### ASSIGNMENT
When you reach the entries, transcribe each one exactly.
___ PROVIDED DATA ___
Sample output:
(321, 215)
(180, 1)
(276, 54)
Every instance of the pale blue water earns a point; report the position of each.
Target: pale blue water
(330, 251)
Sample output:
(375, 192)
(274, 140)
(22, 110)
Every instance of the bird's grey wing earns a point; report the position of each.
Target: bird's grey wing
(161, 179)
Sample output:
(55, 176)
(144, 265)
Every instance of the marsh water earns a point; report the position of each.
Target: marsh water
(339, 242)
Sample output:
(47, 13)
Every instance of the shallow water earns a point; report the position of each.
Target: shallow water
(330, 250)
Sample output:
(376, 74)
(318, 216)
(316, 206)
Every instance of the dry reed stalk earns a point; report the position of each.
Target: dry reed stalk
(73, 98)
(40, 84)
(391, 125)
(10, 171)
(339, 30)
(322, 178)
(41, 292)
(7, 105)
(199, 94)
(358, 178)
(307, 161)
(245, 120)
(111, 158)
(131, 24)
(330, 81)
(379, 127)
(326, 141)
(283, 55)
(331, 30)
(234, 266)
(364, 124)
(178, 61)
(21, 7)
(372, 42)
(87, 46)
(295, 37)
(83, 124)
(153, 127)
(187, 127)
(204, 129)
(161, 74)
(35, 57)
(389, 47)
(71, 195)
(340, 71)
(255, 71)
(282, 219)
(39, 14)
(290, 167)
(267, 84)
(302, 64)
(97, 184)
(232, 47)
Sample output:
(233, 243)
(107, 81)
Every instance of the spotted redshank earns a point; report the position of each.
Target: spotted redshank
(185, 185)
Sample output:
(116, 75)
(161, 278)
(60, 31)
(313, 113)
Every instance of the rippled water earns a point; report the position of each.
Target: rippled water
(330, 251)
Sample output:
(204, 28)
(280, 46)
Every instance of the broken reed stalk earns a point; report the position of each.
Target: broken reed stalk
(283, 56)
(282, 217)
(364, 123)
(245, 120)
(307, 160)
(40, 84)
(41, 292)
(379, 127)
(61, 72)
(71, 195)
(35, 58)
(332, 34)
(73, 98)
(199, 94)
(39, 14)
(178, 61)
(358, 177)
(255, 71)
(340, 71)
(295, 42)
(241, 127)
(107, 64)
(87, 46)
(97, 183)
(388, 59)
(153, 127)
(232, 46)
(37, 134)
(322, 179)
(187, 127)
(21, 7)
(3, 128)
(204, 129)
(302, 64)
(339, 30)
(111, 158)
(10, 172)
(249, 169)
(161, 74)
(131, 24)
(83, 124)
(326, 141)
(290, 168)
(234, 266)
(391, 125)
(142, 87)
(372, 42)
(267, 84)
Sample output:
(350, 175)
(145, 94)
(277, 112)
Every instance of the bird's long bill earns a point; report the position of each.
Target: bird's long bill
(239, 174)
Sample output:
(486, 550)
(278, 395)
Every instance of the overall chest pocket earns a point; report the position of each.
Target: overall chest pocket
___
### RESPONSE
Sample output:
(321, 215)
(180, 1)
(276, 54)
Every instance of the pale blue water earns a point; report the position of each.
Target: pale blue water
(330, 251)
Sample output:
(375, 192)
(274, 140)
(22, 110)
Every instance of the bird's grey wing earns a point; report the position of each.
Target: bird's grey wing
(161, 179)
Sample output:
(55, 176)
(144, 265)
Every instance of the marsh water earns a point; report the position of each.
Target: marsh water
(339, 242)
Sample output:
(47, 13)
Every instance of the shallow water earns a point; report the position of each.
Target: shallow water
(330, 250)
Sample output:
(376, 74)
(318, 216)
(316, 206)
Every instance of the dry reed stalk earns a point; report the position of each.
Target: dry reed stalk
(73, 98)
(40, 84)
(391, 125)
(10, 171)
(339, 30)
(322, 178)
(41, 292)
(7, 105)
(199, 94)
(358, 178)
(307, 161)
(245, 120)
(111, 158)
(131, 24)
(330, 81)
(379, 127)
(326, 141)
(283, 55)
(331, 30)
(234, 266)
(364, 124)
(178, 61)
(21, 7)
(372, 42)
(87, 46)
(295, 37)
(83, 124)
(153, 127)
(187, 127)
(204, 129)
(161, 74)
(35, 57)
(389, 47)
(71, 195)
(340, 71)
(255, 71)
(282, 219)
(39, 14)
(290, 167)
(267, 84)
(302, 64)
(97, 184)
(232, 47)
Sample output:
(233, 243)
(107, 81)
Every instance of the spotted redshank earns a point; report the position of each.
Target: spotted redshank
(185, 185)
Sample output:
(116, 75)
(161, 278)
(60, 31)
(313, 113)
Every instance of the rippled water earns a point; report the position of each.
Target: rippled water
(330, 251)
Sample output:
(204, 28)
(280, 46)
Every instance of the broken reed stalk earns a point; report the position of each.
Target: broken reed stalk
(283, 56)
(282, 217)
(364, 123)
(245, 120)
(307, 160)
(40, 84)
(41, 292)
(379, 127)
(61, 72)
(71, 195)
(35, 58)
(332, 34)
(73, 98)
(199, 94)
(39, 14)
(178, 61)
(358, 177)
(255, 71)
(340, 71)
(295, 42)
(241, 127)
(107, 64)
(87, 46)
(97, 183)
(388, 59)
(153, 127)
(232, 46)
(37, 134)
(322, 179)
(187, 127)
(21, 7)
(3, 128)
(204, 129)
(302, 64)
(339, 30)
(111, 158)
(10, 172)
(249, 169)
(161, 74)
(131, 24)
(83, 124)
(326, 141)
(290, 168)
(234, 266)
(391, 125)
(142, 87)
(372, 42)
(267, 84)
Sample output:
(350, 175)
(145, 94)
(277, 112)
Every instance of the bird's long bill earns a point; report the position of each.
Target: bird's long bill
(239, 174)
Sample output:
(486, 550)
(278, 395)
Every instance of the overall chest pocket earns a point; report the position of each.
Target: overall chest pocket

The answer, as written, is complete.